==== Dokumentausschnitt ====
Osram-„TEN°“-Binning: Farbkonsistenz von weißen LEDs im neuen Licht

Mit Hilfe eines neu entwickelten Farbraums will Osram Opto Semiconductors seine weißen LEDs genauer selektieren – erheblich näher an der physiologischen Farbwahrnehmung als bisher. Das „TEN°“-Binning kommt bereits ab diesem Monat als zusätzliches Feature für die dritte Generation der „Soleriq S 13“-CoB-Module zum Einsatz. Sichtbare Unterschiede beim Licht mehrerer LEDs aus der selben Serie sollen minimiert, die Farbkonsistenz verbessert werden.

Osram-10-Degree-Binning-Vergleich
Drei vermeintlich identische LED-Strahler können in der Praxis mehr oder weniger unterschiedlich leuchten (links). Bei sorgfältiger Selektion der Module ist der Lichtfarbeindruck dagegen einheitlich. (Fotos/Grafiken: Osram Opto Semiconductors)
==== Datensatzliste ====
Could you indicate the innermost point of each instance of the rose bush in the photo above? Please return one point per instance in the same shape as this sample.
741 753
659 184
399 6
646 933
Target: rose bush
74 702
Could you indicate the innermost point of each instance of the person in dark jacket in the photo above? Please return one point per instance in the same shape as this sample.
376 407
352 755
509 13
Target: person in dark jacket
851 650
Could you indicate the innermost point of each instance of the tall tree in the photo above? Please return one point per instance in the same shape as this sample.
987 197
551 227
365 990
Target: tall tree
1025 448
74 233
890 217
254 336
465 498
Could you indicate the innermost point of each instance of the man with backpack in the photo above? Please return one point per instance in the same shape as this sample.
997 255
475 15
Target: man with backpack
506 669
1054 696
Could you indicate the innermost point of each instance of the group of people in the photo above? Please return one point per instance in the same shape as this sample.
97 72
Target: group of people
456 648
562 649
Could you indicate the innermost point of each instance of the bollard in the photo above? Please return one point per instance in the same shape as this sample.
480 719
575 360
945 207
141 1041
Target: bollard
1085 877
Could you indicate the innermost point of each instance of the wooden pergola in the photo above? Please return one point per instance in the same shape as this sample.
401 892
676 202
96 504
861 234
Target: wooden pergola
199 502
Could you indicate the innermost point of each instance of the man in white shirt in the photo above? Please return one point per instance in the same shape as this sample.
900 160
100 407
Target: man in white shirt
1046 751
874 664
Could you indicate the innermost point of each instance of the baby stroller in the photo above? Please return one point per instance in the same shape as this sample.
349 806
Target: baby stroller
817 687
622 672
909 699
====
Anforderung: Schreiben Sie den obigen Dokumentausschnitt zum TEN°-Binning von Osram vollständig und zeichengetreu ab.

Antwort:
Osram-„TEN°“-Binning: Farbkonsistenz von weißen LEDs im neuen Licht

Mit Hilfe eines neu entwickelten Farbraums will Osram Opto Semiconductors seine weißen LEDs genauer selektieren – erheblich näher an der physiologischen Farbwahrnehmung als bisher. Das „TEN°“-Binning kommt bereits ab diesem Monat als zusätzliches Feature für die dritte Generation der „Soleriq S 13“-CoB-Module zum Einsatz. Sichtbare Unterschiede beim Licht mehrerer LEDs aus der selben Serie sollen minimiert, die Farbkonsistenz verbessert werden.

Osram-10-Degree-Binning-Vergleich
Drei vermeintlich identische LED-Strahler können in der Praxis mehr oder weniger unterschiedlich leuchten (links). Bei sorgfältiger Selektion der Module ist der Lichtfarbeindruck dagegen einheitlich. (Fotos/Grafiken: Osram Opto Semiconductors)